[WORK TO COMPLETE]
[A] In the essay on supercomputing, what became the design mantra for computer chips?
[B] Write out everything in the essay on supercomputing from "If you defer" down to "innovation in applications.".
[C] Continue the essay on supercomputing from its last sentence.

[SELECTED EXCERPT]

This week marked some insightful commentary about Clayton Christensen’s theory of disruptive innovation (https://hbr.org/2015/12/what-is-disruptive-innovation or the reader’s digest version http://www.businessinsider.com/clay-christensen-defends-his-theory-of-disruption-2015-11), which has become a bit of a hollow mantra and buzzword in many places. For many, like those in HPC, it has become a bit of a shallow offering about the nature of Supercomputing. Instead I’ll submit that the last twenty years has been marked by a disruptive disinnovation. The parallel computing “revolution” has ripped the heart and soul from supercomputing and left a rotting husk behind. The next generation of computing will only offer an acceleration of the process that has lobodomized supercomputing, and left a vertiable zombie behind. The lobodomy is the removal of attention and focus on the two pieces of computing that are most responsible for impacting reality, which I am going to refer to as the heart and soul of HPC. It doesn’t need to be this way, instead the path we are taking is a conscious choice driven by naivity and risk-aversion.

If you defer investing your time and energy until you see that you need to, chances are it will already be too late.

― Clayton M. Christensen

So what is this opposing concept of disruptive disinnovation that I’m proposing? It is a new technology that you are forced into using that undermines other important technologies. For supercomputing the concept is relatively easy to see. Computing has transformed quickly into a global economic colossus, but focused on the mobile market, which derive their value primarily through mobility, connectivity and innovation in applications.

Traditional mainframe sort of computing has changed with a distinct lack of drive for raw computing power. Low power that allows long battery life became the design mantra for computer chips and the easy performance of improvements of Moore’s law ended last decade. At the same time we have a mantra that we must have the most powerful computer (measured by some stupid benchmark that is meaningless!). This demand for the fastest computer became some sort of emptynational security issue to sell it without a scintila of comprehension for what makes these computers useful in the first place. The speed of the computer is one of the least important aspects of the real transformative power of supercomputing, and the most distant from its capasity to influence the real world.

[Saved entries]

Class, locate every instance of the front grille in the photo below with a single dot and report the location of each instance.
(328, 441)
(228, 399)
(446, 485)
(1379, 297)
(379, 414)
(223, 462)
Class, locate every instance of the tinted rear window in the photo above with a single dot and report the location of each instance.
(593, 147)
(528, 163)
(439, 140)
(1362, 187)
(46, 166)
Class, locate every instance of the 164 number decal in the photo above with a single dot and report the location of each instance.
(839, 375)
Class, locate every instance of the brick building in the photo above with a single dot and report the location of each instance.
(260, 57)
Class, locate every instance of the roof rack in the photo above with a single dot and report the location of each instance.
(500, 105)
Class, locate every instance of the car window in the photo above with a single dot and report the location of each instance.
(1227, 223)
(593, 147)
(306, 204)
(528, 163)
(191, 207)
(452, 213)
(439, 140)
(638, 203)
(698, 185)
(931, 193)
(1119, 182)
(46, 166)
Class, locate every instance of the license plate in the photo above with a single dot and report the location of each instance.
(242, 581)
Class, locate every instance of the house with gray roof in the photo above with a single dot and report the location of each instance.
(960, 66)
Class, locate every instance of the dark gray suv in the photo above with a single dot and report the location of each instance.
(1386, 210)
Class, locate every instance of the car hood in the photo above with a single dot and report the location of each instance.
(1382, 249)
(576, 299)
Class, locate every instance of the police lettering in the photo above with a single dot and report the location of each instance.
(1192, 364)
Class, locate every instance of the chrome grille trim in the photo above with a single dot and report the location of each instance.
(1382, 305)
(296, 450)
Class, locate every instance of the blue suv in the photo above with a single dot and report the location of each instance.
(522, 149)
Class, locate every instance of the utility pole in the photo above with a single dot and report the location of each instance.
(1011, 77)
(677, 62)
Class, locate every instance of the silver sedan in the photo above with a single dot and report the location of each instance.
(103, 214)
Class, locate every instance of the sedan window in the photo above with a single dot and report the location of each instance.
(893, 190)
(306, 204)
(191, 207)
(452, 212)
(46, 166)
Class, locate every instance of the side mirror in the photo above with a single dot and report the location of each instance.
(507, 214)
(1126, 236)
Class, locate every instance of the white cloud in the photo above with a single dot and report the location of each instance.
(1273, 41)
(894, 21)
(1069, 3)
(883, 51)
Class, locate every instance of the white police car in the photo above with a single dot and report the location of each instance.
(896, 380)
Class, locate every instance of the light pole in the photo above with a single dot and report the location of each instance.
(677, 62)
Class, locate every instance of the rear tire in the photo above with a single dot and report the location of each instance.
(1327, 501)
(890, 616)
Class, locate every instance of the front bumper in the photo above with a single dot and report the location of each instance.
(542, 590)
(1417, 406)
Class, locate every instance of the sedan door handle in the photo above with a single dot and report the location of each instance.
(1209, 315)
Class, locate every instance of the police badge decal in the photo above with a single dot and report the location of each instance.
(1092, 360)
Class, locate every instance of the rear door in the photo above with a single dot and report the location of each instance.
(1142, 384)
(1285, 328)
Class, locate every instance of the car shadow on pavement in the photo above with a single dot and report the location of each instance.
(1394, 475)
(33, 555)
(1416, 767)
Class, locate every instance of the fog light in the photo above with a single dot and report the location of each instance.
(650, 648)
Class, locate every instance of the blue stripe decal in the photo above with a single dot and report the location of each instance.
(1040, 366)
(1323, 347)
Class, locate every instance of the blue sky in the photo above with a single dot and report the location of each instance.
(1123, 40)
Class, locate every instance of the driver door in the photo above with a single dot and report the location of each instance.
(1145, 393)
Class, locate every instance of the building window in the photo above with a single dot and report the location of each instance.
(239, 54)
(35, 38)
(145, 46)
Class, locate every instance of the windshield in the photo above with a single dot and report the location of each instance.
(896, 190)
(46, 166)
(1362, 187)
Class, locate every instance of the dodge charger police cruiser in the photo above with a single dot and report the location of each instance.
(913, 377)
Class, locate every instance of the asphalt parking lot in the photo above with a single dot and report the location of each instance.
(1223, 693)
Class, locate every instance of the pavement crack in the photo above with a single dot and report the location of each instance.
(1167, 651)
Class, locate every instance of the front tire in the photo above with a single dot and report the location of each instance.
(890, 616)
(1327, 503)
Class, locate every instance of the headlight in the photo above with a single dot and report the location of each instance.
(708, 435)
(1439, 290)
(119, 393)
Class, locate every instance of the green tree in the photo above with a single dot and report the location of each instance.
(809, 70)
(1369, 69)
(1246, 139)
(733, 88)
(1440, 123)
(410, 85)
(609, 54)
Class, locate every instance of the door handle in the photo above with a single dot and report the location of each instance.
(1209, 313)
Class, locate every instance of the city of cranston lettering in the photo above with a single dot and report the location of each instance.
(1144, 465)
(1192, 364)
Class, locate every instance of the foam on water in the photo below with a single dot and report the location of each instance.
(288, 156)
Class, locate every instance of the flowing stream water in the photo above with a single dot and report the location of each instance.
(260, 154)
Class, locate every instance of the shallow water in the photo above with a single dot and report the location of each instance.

[SOLVED TASKS]
[A] Low power that allows long battery life became the design mantra for computer chips.

[B]
If you defer investing your time and energy until you see that you need to, chances are it will already be too late.

― Clayton M. Christensen

So what is this opposing concept of disruptive disinnovation that I’m proposing? It is a new technology that you are forced into using that undermines other important technologies. For supercomputing the concept is relatively easy to see. Computing has transformed quickly into a global economic colossus, but focused on the mobile market, which derive their value primarily through mobility, connectivity and innovation in applications.

[C]
To enable us to claim to have the fastest computer, which naively means we have the best science. In the process of using these new computers we undermine our modeling, methods and algorithmic work because just using these new computers was so hard. The quality of the science done with computers is completely and utterly predicated on the modeling used.

There are quarters that like to say that parallel computing was a disruptive innovation, except it made things worse. In the process we underminded the most important aspect of supercomputing to enable meaningless boasting. The concept is really simple to understand and communicate: it’s the apps stupid. The true value of computers are the applications, not the hardware. If anything should be obvious about the mobile computing era, it is the software that determines the value of computing, and we have systematically undermined the value, content and quality of our software. When I say this it is not an SQE question, but the application’s utility to impact reality.

What is this heart and soul of HPC?

Modeling is the heart of high performance computing. Modeling is the process of producing a mathematical model of the real world. HPC provided a path to solving a far greater variety and complexity of models scientifically and opened new vistas for scientific exploration and engineering creation. When modeling is a living breathing entity, it grows when it is critically compared with the reality it is supposed to represent. Some models die and others are born to replace them. Models breed with their genetic material mixing to produce better and more powerful offspring.

Today we have created walls that keep our models from breeding, growing and extending them to become better and more relevant to the issues that society is depending upon them to contribute toward. The whole modeling aspect of HPC is rather static and simply reflects a fixed point-of-view toward what we should be modeling. More than anything the current slogan-based approach to HPC simply promulgates models from the past into the future by fiat rather than an explicit choice.

You view the world from within a model.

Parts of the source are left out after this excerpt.